BEGIN

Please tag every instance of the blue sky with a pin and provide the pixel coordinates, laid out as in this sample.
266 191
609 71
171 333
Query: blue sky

END
BEGIN

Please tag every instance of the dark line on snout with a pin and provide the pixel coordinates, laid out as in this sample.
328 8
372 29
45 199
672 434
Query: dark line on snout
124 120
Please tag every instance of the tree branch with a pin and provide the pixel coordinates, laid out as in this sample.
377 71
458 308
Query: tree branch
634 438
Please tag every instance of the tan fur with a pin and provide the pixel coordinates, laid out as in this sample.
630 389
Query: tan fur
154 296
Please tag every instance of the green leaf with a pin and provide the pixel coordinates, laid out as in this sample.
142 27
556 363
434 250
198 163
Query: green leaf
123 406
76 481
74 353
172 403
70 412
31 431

END

__YOUR TASK__. Run a filter over the data above and keep each line that contains the word "blue".

__REPLY__.
Please tag every instance of the blue sky with a pin and provide the pixel coordinates, laid out as in this sample.
Query: blue sky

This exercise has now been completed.